__Data supplied__:

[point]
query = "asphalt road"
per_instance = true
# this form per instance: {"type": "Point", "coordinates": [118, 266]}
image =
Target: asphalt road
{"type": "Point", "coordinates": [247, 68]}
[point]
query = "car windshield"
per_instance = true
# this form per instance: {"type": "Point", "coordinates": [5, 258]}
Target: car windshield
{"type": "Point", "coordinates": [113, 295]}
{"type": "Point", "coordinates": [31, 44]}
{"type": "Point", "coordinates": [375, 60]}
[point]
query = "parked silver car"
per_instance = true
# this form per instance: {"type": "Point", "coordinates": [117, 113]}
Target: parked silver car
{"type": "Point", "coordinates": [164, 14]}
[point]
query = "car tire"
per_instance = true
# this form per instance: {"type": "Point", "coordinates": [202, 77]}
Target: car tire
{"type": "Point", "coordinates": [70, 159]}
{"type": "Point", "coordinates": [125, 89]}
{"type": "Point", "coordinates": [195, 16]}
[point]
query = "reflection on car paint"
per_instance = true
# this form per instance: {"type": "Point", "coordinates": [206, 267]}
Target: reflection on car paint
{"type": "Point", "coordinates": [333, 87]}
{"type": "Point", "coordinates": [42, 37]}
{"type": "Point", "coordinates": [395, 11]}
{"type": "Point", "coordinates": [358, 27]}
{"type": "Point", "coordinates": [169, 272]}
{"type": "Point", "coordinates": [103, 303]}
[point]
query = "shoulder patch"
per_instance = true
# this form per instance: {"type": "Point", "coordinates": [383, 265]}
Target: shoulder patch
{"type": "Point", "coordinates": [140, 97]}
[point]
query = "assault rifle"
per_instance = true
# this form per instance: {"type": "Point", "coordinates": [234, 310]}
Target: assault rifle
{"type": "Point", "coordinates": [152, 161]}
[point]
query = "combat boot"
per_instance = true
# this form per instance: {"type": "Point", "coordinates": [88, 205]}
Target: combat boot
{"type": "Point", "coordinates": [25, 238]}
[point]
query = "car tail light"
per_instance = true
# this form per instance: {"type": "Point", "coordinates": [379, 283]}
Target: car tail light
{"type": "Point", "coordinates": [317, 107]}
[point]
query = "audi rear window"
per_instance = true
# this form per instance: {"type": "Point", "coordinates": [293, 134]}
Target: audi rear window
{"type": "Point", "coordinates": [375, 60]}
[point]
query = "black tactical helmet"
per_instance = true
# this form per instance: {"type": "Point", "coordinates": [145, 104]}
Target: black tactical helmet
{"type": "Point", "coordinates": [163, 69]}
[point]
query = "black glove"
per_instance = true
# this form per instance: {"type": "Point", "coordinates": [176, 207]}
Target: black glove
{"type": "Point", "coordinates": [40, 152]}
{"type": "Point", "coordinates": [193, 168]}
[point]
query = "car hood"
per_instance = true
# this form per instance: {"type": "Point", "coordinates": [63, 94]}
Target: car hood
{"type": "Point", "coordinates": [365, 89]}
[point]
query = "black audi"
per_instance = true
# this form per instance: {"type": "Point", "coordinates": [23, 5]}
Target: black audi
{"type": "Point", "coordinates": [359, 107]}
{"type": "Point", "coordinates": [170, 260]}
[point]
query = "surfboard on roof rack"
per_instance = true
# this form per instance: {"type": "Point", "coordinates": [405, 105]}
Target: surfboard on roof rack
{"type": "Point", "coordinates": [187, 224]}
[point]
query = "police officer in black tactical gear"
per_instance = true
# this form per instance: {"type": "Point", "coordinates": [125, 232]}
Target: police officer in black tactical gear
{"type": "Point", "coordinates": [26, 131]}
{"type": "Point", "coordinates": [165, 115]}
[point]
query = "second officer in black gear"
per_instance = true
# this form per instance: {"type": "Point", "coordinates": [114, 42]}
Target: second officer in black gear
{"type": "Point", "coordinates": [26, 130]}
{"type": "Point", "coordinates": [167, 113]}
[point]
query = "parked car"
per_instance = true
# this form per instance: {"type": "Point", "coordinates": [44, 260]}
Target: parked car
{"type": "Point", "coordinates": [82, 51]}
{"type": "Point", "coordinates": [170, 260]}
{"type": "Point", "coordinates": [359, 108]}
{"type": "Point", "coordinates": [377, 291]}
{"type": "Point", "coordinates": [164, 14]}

__Task details__:
Copy out the whole listing exactly as written.

__Complete answer__:
[point]
query = "asphalt road"
per_instance = true
# this form per instance: {"type": "Point", "coordinates": [118, 266]}
image =
Target: asphalt road
{"type": "Point", "coordinates": [247, 68]}
[point]
query = "car windshield"
per_instance = true
# this form per instance: {"type": "Point", "coordinates": [5, 258]}
Target: car windshield
{"type": "Point", "coordinates": [113, 295]}
{"type": "Point", "coordinates": [31, 44]}
{"type": "Point", "coordinates": [375, 60]}
[point]
query = "parked silver car"
per_instance = true
# this form per instance: {"type": "Point", "coordinates": [117, 113]}
Target: parked silver car
{"type": "Point", "coordinates": [164, 14]}
[point]
query = "car tire"
per_instance = true
# this form per instance: {"type": "Point", "coordinates": [202, 77]}
Target: car tire
{"type": "Point", "coordinates": [70, 159]}
{"type": "Point", "coordinates": [125, 89]}
{"type": "Point", "coordinates": [195, 16]}
[point]
query = "reflection on car paint"
per_instance = true
# this form per instance: {"type": "Point", "coordinates": [206, 267]}
Target: reflection on car paint
{"type": "Point", "coordinates": [333, 87]}
{"type": "Point", "coordinates": [42, 37]}
{"type": "Point", "coordinates": [395, 11]}
{"type": "Point", "coordinates": [358, 27]}
{"type": "Point", "coordinates": [169, 272]}
{"type": "Point", "coordinates": [103, 303]}
[point]
query = "shoulder patch"
per_instance = true
# this form per instance: {"type": "Point", "coordinates": [383, 265]}
Target: shoulder patch
{"type": "Point", "coordinates": [140, 97]}
[point]
query = "assault rifle"
per_instance = true
# this form per instance: {"type": "Point", "coordinates": [234, 310]}
Target: assault rifle
{"type": "Point", "coordinates": [152, 161]}
[point]
query = "combat boot"
per_instance = true
# this form per instance: {"type": "Point", "coordinates": [88, 205]}
Target: combat boot
{"type": "Point", "coordinates": [25, 238]}
[point]
query = "car tail light"
per_instance = true
# this form per instance: {"type": "Point", "coordinates": [379, 283]}
Target: car tail light
{"type": "Point", "coordinates": [317, 107]}
[point]
query = "audi rear window"
per_instance = true
# this form per instance: {"type": "Point", "coordinates": [293, 134]}
Target: audi rear window
{"type": "Point", "coordinates": [375, 60]}
[point]
query = "black tactical helmet"
per_instance = true
# this form per instance: {"type": "Point", "coordinates": [145, 104]}
Target: black tactical helmet
{"type": "Point", "coordinates": [163, 69]}
[point]
query = "black glove"
per_instance = true
# this form per instance: {"type": "Point", "coordinates": [176, 207]}
Target: black glove
{"type": "Point", "coordinates": [40, 152]}
{"type": "Point", "coordinates": [193, 168]}
[point]
query = "car hood"
per_instance = true
# this form per instance: {"type": "Point", "coordinates": [63, 94]}
Target: car hood
{"type": "Point", "coordinates": [365, 89]}
[point]
query = "black audi"
per_instance = true
# this form per instance: {"type": "Point", "coordinates": [23, 5]}
Target: black audi
{"type": "Point", "coordinates": [359, 107]}
{"type": "Point", "coordinates": [170, 260]}
[point]
query = "surfboard on roof rack"
per_instance = true
# this form per instance: {"type": "Point", "coordinates": [405, 105]}
Target: surfboard on roof rack
{"type": "Point", "coordinates": [187, 224]}
[point]
query = "police officer in black tactical gear"
per_instance = true
# this form per instance: {"type": "Point", "coordinates": [125, 232]}
Target: police officer in black tactical gear
{"type": "Point", "coordinates": [26, 131]}
{"type": "Point", "coordinates": [165, 115]}
[point]
query = "second officer in black gear"
per_instance = true
# this form per instance: {"type": "Point", "coordinates": [114, 42]}
Target: second officer in black gear
{"type": "Point", "coordinates": [26, 130]}
{"type": "Point", "coordinates": [167, 113]}
[point]
query = "parked car"
per_instance = true
# this form per instance: {"type": "Point", "coordinates": [44, 260]}
Target: parked car
{"type": "Point", "coordinates": [82, 51]}
{"type": "Point", "coordinates": [170, 260]}
{"type": "Point", "coordinates": [359, 108]}
{"type": "Point", "coordinates": [377, 291]}
{"type": "Point", "coordinates": [164, 14]}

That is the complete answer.